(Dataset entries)
/---
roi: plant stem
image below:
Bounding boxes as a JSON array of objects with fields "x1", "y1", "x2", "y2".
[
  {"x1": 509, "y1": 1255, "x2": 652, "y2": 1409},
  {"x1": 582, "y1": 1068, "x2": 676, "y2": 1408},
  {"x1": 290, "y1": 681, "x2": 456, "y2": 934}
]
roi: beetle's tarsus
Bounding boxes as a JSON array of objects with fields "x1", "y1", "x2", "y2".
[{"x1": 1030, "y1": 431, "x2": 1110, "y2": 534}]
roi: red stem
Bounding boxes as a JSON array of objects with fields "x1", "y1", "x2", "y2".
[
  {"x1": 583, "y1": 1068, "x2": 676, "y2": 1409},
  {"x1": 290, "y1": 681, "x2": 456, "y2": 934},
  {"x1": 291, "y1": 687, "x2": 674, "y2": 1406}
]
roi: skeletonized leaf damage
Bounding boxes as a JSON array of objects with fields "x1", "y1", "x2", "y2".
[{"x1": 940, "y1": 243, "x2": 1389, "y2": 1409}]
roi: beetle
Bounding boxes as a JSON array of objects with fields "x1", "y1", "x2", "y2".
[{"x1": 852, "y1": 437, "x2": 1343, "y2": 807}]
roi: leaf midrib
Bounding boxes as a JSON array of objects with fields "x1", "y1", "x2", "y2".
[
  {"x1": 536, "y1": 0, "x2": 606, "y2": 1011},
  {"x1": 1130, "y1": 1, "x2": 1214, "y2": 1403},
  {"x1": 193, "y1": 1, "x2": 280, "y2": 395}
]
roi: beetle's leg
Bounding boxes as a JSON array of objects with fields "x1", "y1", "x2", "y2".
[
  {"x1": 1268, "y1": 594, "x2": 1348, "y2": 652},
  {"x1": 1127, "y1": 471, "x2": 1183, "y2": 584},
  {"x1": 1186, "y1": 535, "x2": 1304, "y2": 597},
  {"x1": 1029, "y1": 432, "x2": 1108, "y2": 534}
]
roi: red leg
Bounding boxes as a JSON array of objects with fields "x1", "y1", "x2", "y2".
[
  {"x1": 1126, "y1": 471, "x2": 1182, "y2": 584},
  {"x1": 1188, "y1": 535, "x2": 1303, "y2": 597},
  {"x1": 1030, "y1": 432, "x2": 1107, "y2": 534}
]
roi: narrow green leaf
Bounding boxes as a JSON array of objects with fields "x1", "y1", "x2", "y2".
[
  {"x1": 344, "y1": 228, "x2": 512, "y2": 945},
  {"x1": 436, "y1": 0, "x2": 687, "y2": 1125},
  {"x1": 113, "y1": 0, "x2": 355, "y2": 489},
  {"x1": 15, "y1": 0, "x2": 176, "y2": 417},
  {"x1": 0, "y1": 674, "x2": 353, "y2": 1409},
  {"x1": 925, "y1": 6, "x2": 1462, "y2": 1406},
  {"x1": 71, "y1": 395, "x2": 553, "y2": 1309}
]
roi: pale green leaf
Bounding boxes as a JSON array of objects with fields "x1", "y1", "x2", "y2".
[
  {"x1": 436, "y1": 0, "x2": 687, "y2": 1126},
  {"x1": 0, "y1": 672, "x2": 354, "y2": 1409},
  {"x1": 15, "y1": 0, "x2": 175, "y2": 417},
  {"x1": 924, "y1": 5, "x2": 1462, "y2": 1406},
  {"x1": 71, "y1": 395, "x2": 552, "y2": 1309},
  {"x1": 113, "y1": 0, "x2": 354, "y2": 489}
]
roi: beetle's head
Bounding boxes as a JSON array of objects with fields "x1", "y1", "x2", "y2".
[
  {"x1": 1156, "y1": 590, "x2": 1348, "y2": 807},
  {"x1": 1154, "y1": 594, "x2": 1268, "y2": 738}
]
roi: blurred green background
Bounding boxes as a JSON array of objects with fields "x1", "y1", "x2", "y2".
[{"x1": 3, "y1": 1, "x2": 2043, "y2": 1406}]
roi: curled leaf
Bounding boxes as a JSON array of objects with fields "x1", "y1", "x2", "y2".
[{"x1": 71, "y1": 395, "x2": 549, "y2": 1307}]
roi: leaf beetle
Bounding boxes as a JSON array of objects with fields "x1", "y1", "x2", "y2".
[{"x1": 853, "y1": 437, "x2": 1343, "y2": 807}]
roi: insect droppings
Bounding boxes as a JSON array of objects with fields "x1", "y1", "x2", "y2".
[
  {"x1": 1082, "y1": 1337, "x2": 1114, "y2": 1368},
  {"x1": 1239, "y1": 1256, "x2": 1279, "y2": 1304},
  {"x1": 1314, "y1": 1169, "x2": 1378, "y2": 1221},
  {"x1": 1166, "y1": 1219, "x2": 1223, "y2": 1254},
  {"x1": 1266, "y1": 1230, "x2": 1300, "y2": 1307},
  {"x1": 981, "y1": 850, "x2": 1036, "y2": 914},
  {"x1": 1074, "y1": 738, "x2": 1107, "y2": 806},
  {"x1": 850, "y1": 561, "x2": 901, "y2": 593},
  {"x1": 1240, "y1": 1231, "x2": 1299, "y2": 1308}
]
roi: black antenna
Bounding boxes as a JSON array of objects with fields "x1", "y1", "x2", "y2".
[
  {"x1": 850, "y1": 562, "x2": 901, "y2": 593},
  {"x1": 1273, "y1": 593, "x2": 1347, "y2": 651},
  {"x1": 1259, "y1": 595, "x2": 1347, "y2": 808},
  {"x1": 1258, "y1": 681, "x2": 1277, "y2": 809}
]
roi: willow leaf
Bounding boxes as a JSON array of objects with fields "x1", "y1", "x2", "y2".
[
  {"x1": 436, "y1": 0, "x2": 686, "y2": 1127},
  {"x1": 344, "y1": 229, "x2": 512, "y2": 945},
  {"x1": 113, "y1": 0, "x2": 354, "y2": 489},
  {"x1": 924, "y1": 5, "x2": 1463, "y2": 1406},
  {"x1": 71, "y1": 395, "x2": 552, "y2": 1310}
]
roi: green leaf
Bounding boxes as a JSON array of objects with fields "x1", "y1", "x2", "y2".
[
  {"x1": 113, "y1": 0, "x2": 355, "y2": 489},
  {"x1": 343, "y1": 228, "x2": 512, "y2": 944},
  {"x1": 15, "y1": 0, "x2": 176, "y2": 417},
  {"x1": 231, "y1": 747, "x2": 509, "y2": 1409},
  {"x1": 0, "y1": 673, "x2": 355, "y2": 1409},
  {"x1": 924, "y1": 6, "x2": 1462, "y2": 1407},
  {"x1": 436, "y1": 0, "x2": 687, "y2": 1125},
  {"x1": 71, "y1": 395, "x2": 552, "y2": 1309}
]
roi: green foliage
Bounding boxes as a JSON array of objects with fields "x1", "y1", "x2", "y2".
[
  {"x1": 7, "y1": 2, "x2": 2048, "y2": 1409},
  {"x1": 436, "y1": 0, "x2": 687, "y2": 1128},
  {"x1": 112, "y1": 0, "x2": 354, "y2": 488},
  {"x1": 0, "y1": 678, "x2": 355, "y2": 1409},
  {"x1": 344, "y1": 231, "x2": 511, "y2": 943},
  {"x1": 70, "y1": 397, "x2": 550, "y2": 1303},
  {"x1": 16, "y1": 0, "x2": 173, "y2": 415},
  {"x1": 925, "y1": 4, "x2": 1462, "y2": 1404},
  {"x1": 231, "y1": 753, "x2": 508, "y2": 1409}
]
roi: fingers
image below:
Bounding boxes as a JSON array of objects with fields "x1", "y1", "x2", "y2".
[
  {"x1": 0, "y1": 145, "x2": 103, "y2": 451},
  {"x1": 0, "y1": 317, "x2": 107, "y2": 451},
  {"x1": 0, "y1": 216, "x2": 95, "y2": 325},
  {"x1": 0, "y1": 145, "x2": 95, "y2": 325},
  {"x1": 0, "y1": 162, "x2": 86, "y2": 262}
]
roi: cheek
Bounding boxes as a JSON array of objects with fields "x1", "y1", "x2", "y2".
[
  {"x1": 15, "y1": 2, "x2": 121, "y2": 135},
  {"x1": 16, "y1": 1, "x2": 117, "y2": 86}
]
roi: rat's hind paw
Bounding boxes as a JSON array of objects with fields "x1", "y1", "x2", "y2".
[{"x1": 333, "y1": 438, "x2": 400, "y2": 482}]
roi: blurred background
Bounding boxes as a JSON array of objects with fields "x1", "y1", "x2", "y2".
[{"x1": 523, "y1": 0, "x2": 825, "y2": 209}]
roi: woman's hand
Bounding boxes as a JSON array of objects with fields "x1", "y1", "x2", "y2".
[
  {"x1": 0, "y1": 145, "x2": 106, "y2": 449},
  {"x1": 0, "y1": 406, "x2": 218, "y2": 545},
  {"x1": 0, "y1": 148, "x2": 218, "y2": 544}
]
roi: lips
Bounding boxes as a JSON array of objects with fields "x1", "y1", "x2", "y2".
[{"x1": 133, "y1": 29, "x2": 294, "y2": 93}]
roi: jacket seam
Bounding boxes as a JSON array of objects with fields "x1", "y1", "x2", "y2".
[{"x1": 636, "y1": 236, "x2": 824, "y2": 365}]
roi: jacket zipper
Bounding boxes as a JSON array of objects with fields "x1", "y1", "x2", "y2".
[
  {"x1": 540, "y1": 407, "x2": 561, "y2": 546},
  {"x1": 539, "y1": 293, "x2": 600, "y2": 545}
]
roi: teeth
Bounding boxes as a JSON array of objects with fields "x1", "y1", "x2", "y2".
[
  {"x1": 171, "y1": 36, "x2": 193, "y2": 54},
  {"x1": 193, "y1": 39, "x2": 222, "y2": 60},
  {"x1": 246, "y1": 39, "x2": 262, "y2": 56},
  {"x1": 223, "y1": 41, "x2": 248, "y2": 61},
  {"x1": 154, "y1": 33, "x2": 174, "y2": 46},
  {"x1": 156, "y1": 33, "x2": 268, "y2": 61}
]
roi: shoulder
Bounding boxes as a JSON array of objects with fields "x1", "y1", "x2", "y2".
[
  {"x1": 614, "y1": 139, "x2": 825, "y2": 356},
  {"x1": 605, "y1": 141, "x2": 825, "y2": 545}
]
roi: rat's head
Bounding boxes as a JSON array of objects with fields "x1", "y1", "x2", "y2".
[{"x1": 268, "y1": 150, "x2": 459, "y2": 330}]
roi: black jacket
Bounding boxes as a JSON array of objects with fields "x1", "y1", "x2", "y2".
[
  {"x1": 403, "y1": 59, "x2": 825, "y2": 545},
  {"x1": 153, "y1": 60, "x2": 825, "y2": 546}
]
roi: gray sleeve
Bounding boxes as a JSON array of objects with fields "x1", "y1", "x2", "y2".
\---
Problem requirements
In the entries above, find the line holding "roi: narrow green leaf" and the line holding "roi: leaf beetle"; print both of them and every line between, exactly, and nothing else.

Task solution
roi: narrow green leaf
Bounding boxes as a JSON array of objects with fields "x1", "y1", "x2", "y2".
[
  {"x1": 344, "y1": 228, "x2": 512, "y2": 945},
  {"x1": 436, "y1": 0, "x2": 687, "y2": 1125},
  {"x1": 113, "y1": 0, "x2": 355, "y2": 489},
  {"x1": 15, "y1": 0, "x2": 176, "y2": 417},
  {"x1": 0, "y1": 674, "x2": 353, "y2": 1409},
  {"x1": 925, "y1": 6, "x2": 1462, "y2": 1406},
  {"x1": 71, "y1": 395, "x2": 553, "y2": 1309}
]
roi: pale green leaf
Bounding boxes as a JSON array of objects with fields "x1", "y1", "x2", "y2".
[
  {"x1": 436, "y1": 0, "x2": 687, "y2": 1126},
  {"x1": 0, "y1": 672, "x2": 354, "y2": 1409},
  {"x1": 15, "y1": 0, "x2": 175, "y2": 417},
  {"x1": 924, "y1": 5, "x2": 1462, "y2": 1406},
  {"x1": 71, "y1": 395, "x2": 552, "y2": 1309},
  {"x1": 113, "y1": 0, "x2": 354, "y2": 489}
]
roi: beetle's head
Bounding boxes as a JSON array of objects with fields "x1", "y1", "x2", "y2".
[
  {"x1": 1156, "y1": 590, "x2": 1348, "y2": 807},
  {"x1": 1154, "y1": 594, "x2": 1268, "y2": 738}
]
roi: blurred green background
Bounding boxes as a JSON array of objects with fields "x1", "y1", "x2", "y2".
[{"x1": 3, "y1": 1, "x2": 2043, "y2": 1406}]
roi: curled leaf
Bounding boxes as a JSON array of objects with fields "x1", "y1", "x2", "y2".
[{"x1": 71, "y1": 395, "x2": 549, "y2": 1307}]
roi: leaf beetle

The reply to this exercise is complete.